PROBLEMS TO SOLVE
1) Using the teaching and training text below, answer these:
(a) What name is given to the overarching program?
(b) Into how many main parts is the curriculum generally divided?
(c) What examples are listed for the shorter, simpler courses?
2) Write a continuation of the teaching and training text below, starting after its final sentence.

━━━━━ SOURCE DOCUMENT

Teaching & Training
We provide hands-on courses on the big picture of quantitative analysis and how to convert generic conceptual problems into rigorous, scientific, unbiased computational frameworks – from the conceptual and formal design, generation/collection of data sets, to the choice of the mathematical/statistical models, interpretation and communication of the analyses and results. Ultimately, their goal is to provide the tools to Stay Relevant in the Age of Knowledge Automation, as we call our overarching program. The courses can be adapted to a range of backgrounds, proficiency levels, and availability of time. Although they have a common core and several offshoots that can be combined and blended, our curriculum can be generally divided in two main parts. Additionally we are able to provide shorter, simpler courses (e.g. coding, introductory statistics, data wrangling, reproducible workflows) to complement our main offerings and get professionals and teams up to speed on some basics.

━━━━━━━━━━
━━━━━ EXTRACTED MATERIAL

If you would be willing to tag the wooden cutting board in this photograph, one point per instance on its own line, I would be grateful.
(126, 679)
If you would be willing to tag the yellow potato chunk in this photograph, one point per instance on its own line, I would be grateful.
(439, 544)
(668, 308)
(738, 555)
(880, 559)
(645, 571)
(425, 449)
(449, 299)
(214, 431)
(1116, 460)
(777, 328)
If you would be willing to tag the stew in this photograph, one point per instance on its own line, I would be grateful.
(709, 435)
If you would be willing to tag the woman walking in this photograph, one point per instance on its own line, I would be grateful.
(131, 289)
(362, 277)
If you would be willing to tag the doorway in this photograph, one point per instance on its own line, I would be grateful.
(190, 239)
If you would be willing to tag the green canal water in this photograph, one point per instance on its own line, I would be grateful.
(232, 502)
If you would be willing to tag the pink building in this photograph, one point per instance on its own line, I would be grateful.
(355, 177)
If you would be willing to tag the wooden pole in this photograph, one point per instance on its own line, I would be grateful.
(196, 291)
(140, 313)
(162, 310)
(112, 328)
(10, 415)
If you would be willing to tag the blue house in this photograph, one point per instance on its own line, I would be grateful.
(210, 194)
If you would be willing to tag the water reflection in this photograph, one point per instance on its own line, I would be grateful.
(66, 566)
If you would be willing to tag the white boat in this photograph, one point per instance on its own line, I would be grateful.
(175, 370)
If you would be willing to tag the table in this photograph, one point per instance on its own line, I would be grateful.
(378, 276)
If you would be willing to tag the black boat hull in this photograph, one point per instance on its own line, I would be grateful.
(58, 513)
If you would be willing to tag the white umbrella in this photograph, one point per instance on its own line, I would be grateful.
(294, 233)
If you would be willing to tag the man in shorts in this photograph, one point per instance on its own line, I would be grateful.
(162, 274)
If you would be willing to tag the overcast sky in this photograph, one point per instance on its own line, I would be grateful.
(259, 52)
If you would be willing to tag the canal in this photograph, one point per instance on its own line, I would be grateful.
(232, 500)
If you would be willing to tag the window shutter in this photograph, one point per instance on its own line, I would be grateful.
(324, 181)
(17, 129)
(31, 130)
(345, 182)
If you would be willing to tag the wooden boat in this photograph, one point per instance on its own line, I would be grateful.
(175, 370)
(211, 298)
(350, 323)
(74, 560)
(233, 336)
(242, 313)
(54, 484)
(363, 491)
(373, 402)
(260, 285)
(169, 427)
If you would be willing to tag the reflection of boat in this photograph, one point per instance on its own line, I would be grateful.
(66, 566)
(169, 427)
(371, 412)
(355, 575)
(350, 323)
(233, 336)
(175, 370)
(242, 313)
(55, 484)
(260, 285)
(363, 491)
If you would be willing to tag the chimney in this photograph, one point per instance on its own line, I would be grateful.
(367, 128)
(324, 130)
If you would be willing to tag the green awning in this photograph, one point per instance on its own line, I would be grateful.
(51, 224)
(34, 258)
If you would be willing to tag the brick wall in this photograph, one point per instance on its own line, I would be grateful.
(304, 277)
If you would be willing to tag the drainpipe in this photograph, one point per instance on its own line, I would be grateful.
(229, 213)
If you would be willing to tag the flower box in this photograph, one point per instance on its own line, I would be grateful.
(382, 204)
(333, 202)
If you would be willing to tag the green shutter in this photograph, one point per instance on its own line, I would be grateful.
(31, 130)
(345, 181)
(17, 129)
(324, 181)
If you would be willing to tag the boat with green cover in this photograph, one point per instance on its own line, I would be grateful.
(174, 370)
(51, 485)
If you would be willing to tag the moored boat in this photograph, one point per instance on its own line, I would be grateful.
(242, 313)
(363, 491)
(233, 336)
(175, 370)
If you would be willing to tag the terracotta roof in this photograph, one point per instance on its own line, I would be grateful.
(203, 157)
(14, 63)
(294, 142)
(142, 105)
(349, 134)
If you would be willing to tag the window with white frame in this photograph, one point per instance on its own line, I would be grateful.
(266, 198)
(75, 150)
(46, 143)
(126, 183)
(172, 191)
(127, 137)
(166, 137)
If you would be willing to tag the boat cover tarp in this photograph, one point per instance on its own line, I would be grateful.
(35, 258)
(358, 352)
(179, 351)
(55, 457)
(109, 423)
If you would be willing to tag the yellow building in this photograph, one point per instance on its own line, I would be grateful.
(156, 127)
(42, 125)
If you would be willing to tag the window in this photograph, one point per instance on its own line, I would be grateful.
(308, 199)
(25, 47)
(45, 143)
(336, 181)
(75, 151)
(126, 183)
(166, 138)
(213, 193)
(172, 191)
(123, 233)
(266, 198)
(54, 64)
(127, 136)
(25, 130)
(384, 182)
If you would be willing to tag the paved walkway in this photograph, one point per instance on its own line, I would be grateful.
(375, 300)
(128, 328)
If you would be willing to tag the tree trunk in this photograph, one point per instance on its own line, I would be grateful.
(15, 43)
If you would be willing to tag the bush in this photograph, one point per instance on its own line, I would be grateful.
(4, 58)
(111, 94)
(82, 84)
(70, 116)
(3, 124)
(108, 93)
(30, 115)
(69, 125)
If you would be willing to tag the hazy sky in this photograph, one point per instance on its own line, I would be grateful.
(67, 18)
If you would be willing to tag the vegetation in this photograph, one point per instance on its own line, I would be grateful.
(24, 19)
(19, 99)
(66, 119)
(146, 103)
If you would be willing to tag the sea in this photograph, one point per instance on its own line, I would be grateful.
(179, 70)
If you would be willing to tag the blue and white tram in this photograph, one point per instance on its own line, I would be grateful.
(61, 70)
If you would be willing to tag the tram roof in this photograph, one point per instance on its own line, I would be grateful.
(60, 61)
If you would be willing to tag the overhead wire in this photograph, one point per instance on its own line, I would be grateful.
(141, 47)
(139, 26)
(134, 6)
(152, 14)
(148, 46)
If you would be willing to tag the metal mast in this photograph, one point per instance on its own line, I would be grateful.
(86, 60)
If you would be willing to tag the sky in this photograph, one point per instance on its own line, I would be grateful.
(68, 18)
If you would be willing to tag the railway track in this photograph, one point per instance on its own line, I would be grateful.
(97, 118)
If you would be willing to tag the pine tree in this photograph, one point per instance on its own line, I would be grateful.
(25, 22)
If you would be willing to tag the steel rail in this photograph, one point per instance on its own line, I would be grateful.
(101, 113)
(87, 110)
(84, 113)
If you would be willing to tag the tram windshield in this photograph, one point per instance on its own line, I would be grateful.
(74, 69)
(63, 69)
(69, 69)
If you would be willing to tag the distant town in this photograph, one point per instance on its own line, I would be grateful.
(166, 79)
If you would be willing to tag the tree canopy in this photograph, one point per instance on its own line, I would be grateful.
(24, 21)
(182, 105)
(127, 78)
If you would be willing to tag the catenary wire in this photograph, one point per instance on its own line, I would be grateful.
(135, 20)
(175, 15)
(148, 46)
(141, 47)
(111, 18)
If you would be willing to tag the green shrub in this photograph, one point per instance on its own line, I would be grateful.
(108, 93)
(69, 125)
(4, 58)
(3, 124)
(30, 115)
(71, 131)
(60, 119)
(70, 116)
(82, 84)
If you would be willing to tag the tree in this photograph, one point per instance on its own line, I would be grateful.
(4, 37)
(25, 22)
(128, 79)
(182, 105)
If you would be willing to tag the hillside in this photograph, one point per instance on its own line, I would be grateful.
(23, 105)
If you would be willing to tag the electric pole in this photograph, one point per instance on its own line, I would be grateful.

━━━━━━━━━━

ANSWERS BY TASK
1)
(a) Stay Relevant in the Age of Knowledge Automation
(b) Two
(c) Coding, introductory statistics, data wrangling, and reproducible workflows

2)
- From the Math to the Masses (a.k.a. Scientific & Quantitative Thinking for Everyone) – 8-24 classroom hours (single day to few weeks distribution):
Our first flagship course. From the Math to the Masses uses an approach based on real-world problems to teach and demonstrate the process of developing a vague idea into a concrete, scientific, statistically-accurate research project. It shows how we can use statistical models (including Machine Learning/Artificial Intelligence) to formalize and solve open-ended problems, but how natural intelligence is still irreplaceable in this process. It is the broadest and most complex of the course topics, also the most flexible and adaptable to different contexts. It can be taught as an intensive short course, or over a longer time period. Its audience can range from less technical professionals – who will gain insight into how to think scientifically and formulate real world problems as data-driven, quantifiable, algorithmic tasks – all the way to very technical personnel that will benefit from acquiring a critical and scientific view of the tools of the trade. The most important skill any professional will learn in this course is the importance of the interaction between humans and technology to better solve problems in their organization.

- Putting the Intelligence into the Artificial (a.k.a. AI, Machine Learning, Big Data Algorithms, Mathematical Modeling & Statistical Inference) – 8-24 classroom hours (single day to few weeks distribution)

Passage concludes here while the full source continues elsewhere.